## EXERCISE
Show each line of the material below that contains the string "query". Case counts.

::: DATASET EXCERPTS

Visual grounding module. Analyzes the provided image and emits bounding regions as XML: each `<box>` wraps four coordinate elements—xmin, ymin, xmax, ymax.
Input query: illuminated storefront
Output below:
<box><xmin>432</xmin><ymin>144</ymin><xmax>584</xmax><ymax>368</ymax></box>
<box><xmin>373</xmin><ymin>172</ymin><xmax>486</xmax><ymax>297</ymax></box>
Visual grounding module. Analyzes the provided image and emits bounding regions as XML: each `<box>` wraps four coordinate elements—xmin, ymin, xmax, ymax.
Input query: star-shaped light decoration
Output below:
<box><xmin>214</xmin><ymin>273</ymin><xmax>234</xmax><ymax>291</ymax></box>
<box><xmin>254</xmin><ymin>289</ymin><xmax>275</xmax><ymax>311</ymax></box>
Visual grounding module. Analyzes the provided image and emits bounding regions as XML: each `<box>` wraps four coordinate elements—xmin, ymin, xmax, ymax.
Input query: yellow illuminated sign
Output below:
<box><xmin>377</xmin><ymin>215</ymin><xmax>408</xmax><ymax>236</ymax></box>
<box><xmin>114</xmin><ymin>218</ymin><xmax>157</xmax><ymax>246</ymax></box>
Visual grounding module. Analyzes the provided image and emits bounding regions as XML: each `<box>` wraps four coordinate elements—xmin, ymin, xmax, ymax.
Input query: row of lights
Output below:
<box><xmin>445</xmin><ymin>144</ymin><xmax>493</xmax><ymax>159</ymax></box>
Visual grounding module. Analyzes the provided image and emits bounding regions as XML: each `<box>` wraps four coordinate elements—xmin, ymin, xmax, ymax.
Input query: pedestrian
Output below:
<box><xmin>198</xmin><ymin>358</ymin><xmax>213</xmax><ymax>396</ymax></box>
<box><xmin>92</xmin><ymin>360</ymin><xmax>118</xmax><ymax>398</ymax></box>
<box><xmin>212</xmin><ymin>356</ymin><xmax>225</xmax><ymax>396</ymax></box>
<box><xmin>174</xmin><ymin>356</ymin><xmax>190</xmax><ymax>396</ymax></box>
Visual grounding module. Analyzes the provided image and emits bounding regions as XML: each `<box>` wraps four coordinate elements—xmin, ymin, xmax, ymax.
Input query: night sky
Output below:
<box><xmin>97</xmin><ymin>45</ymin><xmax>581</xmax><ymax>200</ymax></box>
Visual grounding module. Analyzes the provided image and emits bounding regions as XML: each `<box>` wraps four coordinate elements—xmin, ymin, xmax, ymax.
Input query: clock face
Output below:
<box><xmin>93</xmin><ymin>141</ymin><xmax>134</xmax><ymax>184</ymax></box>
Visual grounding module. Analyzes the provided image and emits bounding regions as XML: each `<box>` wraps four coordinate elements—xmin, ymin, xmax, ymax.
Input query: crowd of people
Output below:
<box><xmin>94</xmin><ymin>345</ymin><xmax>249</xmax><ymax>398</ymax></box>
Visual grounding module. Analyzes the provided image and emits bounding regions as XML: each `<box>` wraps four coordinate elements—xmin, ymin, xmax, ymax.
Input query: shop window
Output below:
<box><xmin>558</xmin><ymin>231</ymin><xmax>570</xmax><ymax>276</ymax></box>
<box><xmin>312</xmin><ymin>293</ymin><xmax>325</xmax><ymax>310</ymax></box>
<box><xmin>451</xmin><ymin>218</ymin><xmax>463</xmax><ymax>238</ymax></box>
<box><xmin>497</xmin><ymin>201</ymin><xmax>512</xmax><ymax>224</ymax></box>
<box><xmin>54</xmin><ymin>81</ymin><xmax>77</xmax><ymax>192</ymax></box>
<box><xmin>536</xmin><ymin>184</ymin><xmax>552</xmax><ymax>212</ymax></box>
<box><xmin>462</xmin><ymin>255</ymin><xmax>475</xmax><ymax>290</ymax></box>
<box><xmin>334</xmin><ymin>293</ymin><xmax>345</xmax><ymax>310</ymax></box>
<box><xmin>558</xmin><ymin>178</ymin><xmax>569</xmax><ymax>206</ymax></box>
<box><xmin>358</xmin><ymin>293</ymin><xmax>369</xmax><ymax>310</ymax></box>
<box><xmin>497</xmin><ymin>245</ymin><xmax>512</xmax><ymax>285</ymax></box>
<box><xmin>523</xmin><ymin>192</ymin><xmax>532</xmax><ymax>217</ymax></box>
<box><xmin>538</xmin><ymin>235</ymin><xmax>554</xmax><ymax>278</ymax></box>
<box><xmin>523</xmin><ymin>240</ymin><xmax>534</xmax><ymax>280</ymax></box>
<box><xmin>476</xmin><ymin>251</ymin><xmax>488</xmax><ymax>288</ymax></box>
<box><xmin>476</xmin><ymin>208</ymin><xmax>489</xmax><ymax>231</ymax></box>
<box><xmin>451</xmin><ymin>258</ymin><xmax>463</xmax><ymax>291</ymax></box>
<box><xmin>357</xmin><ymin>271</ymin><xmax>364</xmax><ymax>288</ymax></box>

::::::

## ANSWER TO THIS PROBLEM
Input query: illuminated storefront
Input query: star-shaped light decoration
Input query: yellow illuminated sign
Input query: row of lights
Input query: pedestrian
Input query: night sky
Input query: clock face
Input query: crowd of people
Input query: shop window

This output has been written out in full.